**DATA PROVIDED**
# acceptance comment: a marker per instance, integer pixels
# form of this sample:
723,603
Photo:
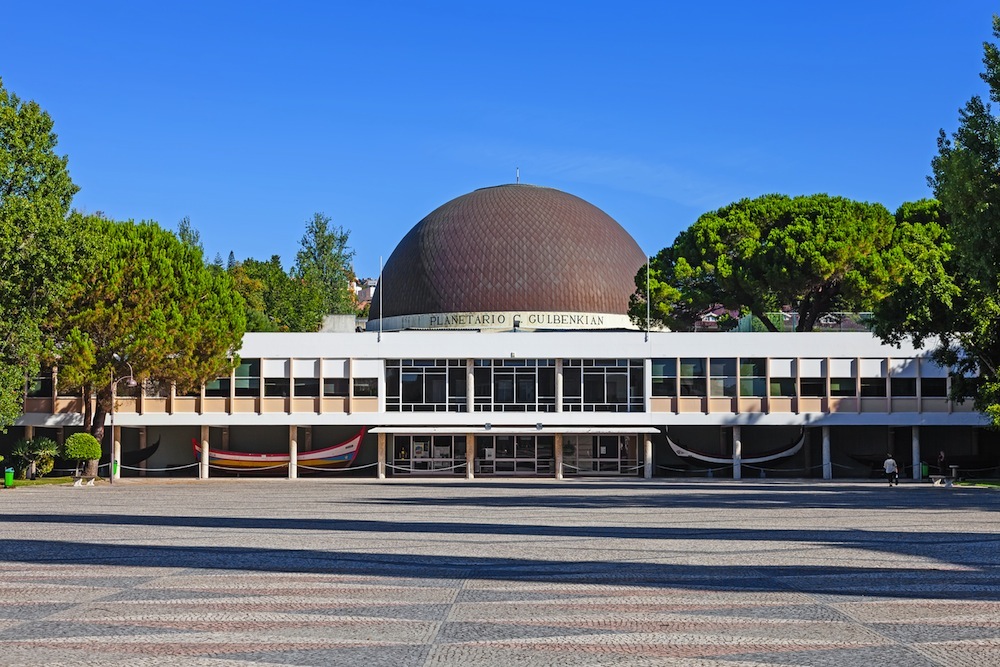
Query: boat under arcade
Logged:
499,345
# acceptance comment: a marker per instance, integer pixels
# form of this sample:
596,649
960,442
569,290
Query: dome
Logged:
511,248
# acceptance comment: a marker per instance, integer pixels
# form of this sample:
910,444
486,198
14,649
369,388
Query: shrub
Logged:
37,452
81,447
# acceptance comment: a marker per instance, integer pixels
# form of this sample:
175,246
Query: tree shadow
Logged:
983,585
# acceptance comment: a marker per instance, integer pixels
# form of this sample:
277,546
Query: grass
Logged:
992,483
42,481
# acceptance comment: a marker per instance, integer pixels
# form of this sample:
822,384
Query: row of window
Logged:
529,385
718,378
513,385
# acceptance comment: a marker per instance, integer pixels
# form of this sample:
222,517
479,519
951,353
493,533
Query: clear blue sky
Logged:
249,117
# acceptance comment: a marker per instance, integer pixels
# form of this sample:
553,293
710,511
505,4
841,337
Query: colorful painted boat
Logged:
337,456
784,452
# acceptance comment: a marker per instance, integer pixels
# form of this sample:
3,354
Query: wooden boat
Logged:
337,456
784,452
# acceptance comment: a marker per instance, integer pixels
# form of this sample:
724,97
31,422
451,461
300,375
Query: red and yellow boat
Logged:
338,456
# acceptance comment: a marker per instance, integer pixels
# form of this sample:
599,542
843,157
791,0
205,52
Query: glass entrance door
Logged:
600,455
426,454
515,454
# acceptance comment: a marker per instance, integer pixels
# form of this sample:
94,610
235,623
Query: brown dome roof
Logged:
508,248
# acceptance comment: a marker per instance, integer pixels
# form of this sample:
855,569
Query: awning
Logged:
498,429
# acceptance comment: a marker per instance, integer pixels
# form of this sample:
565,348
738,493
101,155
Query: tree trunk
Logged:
97,429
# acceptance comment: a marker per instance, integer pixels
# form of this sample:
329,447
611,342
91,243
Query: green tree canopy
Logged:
145,305
325,258
81,447
36,242
276,300
954,295
816,254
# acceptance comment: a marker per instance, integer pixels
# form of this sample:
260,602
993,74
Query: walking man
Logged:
891,470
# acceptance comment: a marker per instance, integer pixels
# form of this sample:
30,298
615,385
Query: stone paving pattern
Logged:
499,572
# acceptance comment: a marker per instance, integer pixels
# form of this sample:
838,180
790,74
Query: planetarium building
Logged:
499,345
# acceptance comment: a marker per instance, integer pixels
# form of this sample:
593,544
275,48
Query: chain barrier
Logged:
323,469
254,469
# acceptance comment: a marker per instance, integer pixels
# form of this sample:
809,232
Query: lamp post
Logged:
115,445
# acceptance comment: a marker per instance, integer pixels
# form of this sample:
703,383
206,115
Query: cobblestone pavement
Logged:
500,572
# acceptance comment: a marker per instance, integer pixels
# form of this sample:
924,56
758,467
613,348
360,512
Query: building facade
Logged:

**SHORT EXERCISE**
Write the entries above out in full, exactly, with no images.

**OUTPUT FOR THIS EXERCISE**
# acceptance comment: a marker per instance, integer pixels
# form of this sample:
723,603
Photo:
Query: boat under arcade
Logged:
499,345
# acceptance comment: a marker per instance, integer pixels
# form of this sample:
596,649
960,442
569,290
Query: dome
Logged:
511,248
# acceptance comment: a marker per instance, integer pixels
# form of this sample:
910,444
486,198
14,649
369,388
Query: shrub
Logged:
37,452
81,447
# acceptance comment: a marker per instance, integer pixels
# form of this sample:
175,246
Query: tree shadow
Logged:
983,585
# acceptance comment: a marker per instance, integer pixels
# form of this sample:
277,546
Query: grass
Logged:
992,483
42,481
# acceptance comment: a marker per instance, integer pixels
# form of this sample:
822,384
Query: row of window
Logged:
529,385
718,378
513,385
# acceptance comment: a marker per instance, integer pixels
# form of this sample:
222,517
479,519
951,353
493,533
Query: clear blue sky
Logged:
249,117
# acceptance comment: a marker per instance, integer pixels
# form of this sample:
553,293
710,511
505,4
841,337
Query: colorful painted boat
Logged:
337,456
784,452
# acceptance comment: a marker per instance, integer pixels
# form of this sample:
3,354
Query: wooden boat
Logged:
337,456
784,452
# acceptance comment: a marker per instance, integer pixels
# form of this sample:
724,97
31,422
451,461
300,375
Query: red and yellow boat
Logged:
338,456
# acceptance comment: a marker per instance, integer pixels
# form of this sample:
599,542
843,157
791,0
205,52
Query: glass entrance door
Logged:
600,455
426,454
515,454
# acceptance comment: a marker per instance, integer pixels
# form of this sample:
94,610
235,623
Query: brown dome roof
Logged:
508,248
# acceptance comment: a marker per instance, integer pixels
# form of this sample:
855,569
Query: awning
Logged:
498,429
# acceptance comment: a marker per instance, integer pixels
# form of this sample:
565,348
738,493
101,155
Query: tree trunk
Logged:
97,429
# acceptance comment: a marker per instance, integer pixels
# form of this sample:
329,447
611,342
91,243
Query: green tree canopy
Logged:
145,305
325,258
81,447
36,242
276,300
954,295
816,254
# acceptance comment: a marker per instance, integer pixels
# form of this sample:
260,602
993,74
Query: walking man
Logged:
891,470
# acceptance comment: a marker per instance, integer pixels
# form of this sample:
30,298
615,385
Query: stone paving pattern
Logged:
499,572
# acceptance comment: a marker per instance, integer pixels
# form of this sample:
838,180
790,74
Query: planetarium building
Logged:
499,345
# acceptance comment: a marker per instance, integer pixels
# form of this sample:
593,544
275,48
Query: chain barrier
Logged:
323,469
254,469
# acceptance comment: a marker per instance, integer pixels
# form of this sample:
809,232
Query: lamp post
Logged:
115,445
# acceptance comment: a marker per instance, integer pixels
# form of this sample:
703,383
206,115
Query: cobblestone pavement
Logged:
500,572
# acceptance comment: a marker per instance, integer pixels
# form of this sample:
924,56
758,467
613,348
360,512
Query: building facade
Logged:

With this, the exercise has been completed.